Qué debes hacer =>
Retoma el fragmento sobre Jorge Enrique Robledo y continúalo desde su última oración.

Decía mi amigo Antonio Mejía, que “los manizaleños eran paisas educados en Popayán”. Jorge Enrique Robledo, en cambio, es un ibaguereño que se radicó en Manizales en 1975, a la edad de 25 años. Tuvo entonces la fortuna de que sólo a medias lo rozara la influencia de los “leopardos” greco-caldenses, generación de adjetivo inflamado que en ese momento ya entraba en su ocaso y cuyo sobreviviente tardío más conocido es el doctor Fernando Londoño.

A Robledo, además del almanaque y su procedencia tolimense, también lo salvó de esa prosopopeya el hecho de que, en lugar de tenerse que leer a Azorín y a Ortega y Gasset, el espíritu de época le deparara a Marx, Voltaire, supongo que Mao, y otros autores prohibidos. Y como en vez de estudiar derecho hizo arquitectura, terminó inclinándose hacia lo exacto. Aún así, es un hombre elocuente, sólo que no se permite lo ampuloso. Tiene la estampa de un busto romano, pero con gafas. Es muy serio, quizás a veces demasiado, aunque uno es contento escuchándolo en el Congreso o en programas radiales y televisivos, cuando apabulla, sin despeinarse, a personajes del establecimiento que frente a su rigor no han tenido escapatoria. Hace unos años, en los debates sobre Carimagua, fue quien determinó el eclipse de esa estrella fugaz de la caverna, el ministro aquel llamado “Uribito”.

Este 2013, en tan sólo un semestre, Robledo hizo renunciar al embajador en Washington, Carlos Urrutia, cuando escasamente había calentado esa apetecida silla diplomática. En cuanto al nuevo ministro de Agricultura, Rubén Darío Lizarralde, lo tiene ya de un ala, hasta el punto de que tal vez no le dé tiempo de comer natilla en su despacho. El inicio de la novena de aguinaldo, cuando todo el mundo ande mirando luces, quizá sea el momento que esté esperando el presidente para prescindir de sus servicios, bastante estorbosos, aunque coherentes con su trayectoria.

A ambos funcionarios, Urrutia y Lizarralde, los hizo vulnerables en sus incipientes cargos el estar implicados en la adquisición de baldíos ilegales que les usurparon a sus verdaderos beneficiarios, humildes desplazados del campo. El primero, a la cabeza de un grupo de abogados, había favorecido a empresas poderosas tipo Riopaila, y el segundo, como presidente de Indupalma, gestionó tierras indebidas no sólo para sus amigos, sino para una empresa en común con su exesposa, la actual ministra de Educación, y hasta para un hijo de ambos. Todos ellos falsos agricultores, comenzando por él mismo.

Datos proporcionados =>
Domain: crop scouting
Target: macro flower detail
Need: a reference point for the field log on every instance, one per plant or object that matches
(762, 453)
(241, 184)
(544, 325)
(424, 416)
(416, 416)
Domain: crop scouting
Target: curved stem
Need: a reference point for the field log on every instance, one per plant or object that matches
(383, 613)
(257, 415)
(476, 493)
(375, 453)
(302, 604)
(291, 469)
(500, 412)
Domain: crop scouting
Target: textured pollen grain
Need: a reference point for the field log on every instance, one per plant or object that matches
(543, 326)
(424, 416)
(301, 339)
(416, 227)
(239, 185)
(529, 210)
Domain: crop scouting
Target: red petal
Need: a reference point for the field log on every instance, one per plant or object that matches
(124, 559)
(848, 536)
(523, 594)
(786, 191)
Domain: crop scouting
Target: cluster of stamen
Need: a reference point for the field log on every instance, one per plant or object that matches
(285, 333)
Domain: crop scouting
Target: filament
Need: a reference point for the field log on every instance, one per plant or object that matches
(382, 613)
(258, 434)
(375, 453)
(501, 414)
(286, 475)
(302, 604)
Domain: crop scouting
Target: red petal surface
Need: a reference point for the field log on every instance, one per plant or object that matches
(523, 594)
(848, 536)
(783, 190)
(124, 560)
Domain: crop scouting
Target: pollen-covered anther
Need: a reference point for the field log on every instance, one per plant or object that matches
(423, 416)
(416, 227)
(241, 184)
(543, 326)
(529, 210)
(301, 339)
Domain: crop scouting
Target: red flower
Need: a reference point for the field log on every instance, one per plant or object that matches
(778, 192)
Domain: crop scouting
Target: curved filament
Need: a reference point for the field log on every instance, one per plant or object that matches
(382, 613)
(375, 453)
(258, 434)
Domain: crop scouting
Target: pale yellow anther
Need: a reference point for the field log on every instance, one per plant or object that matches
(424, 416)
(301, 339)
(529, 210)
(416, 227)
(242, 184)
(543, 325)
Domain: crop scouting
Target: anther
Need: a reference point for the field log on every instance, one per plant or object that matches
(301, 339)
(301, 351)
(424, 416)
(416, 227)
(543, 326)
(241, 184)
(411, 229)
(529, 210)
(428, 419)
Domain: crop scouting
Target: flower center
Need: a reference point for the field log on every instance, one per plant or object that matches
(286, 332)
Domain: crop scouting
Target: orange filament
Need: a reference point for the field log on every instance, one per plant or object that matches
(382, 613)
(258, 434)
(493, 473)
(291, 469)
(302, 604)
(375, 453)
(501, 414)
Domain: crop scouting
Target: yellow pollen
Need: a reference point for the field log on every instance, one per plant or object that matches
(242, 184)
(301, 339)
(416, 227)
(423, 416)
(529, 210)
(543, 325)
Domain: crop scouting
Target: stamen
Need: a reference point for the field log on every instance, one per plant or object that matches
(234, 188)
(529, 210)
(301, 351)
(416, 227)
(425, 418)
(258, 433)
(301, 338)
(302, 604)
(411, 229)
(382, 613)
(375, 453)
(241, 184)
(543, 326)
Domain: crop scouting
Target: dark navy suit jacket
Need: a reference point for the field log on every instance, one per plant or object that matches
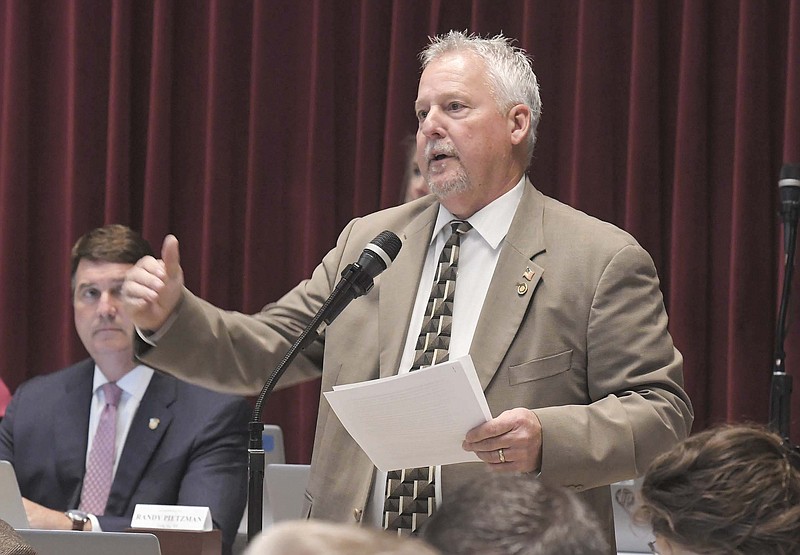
(196, 455)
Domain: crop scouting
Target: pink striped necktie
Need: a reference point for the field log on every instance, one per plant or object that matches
(100, 466)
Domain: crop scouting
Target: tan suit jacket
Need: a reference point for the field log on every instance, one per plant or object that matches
(586, 347)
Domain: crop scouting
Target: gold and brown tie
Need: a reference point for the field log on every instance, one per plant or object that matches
(411, 493)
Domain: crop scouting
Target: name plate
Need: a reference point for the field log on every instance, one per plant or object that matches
(172, 517)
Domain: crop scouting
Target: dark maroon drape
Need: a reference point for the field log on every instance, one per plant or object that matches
(254, 130)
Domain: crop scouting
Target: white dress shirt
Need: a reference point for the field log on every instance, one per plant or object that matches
(478, 255)
(133, 385)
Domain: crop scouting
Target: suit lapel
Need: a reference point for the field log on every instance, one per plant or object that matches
(512, 287)
(143, 439)
(399, 288)
(72, 430)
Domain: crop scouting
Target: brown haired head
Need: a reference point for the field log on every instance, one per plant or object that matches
(111, 243)
(733, 489)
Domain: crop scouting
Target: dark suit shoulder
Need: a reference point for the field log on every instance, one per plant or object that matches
(60, 378)
(200, 397)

Resultado esperado =>
Ninguno de esos dos cuestionados enfrentó jamás a Robledo. Ni en el Congreso ni en programas de opinión. Lo eludían con el pretexto de que “al final la justicia brillará”, que es lo que suelen decir los que confían en que las acusaciones se pierdan en la noche del procedimiento. Pero su suerte ya estaba echada, pues simultáneamente un estado de alma nacional repudiaba, a través de grandes manifestaciones, un modelo rural que lleva años haciéndole daño al país.

Obvio que por su liderazgo en estas lides a Robledo han intentado empapelarlo, desde el procurador hasta el ministro que en breve saldrá por la puerta de atrás, por supuestas actividades insurreccionales. Pero ahí sí se trepan a un peladero, pues él ha demostrado, a lo largo de su carrera política como miembro del Moir, ser un político químicamente alérgico a las soluciones violentas.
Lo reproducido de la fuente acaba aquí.